---------- Provided data
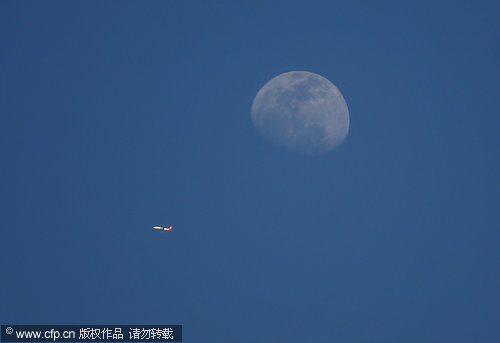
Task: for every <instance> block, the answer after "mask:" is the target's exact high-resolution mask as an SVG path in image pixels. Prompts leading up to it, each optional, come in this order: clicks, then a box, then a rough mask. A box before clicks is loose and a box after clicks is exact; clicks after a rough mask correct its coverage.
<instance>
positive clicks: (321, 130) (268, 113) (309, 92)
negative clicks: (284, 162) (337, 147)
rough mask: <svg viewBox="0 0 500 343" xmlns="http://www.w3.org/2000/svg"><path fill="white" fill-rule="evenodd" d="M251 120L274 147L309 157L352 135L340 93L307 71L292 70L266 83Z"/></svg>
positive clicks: (346, 105)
--------------------
**Assignment:** Retype the lines from the start of the records through the line containing "positive clicks: (321, 130)", both ends included, leaving the pictures out of your answer.

**Reply to the exercise:**
Task: for every <instance> block, the answer after "mask:" is the target's exact high-resolution mask as an SVG path in image pixels. Prompts leading up to it, each optional, come in this order: clicks, then a box, then a rough mask. A box before clicks is loose and a box after clicks is exact; clicks after a rough mask correct its coverage.
<instance>
positive clicks: (321, 130) (268, 113) (309, 92)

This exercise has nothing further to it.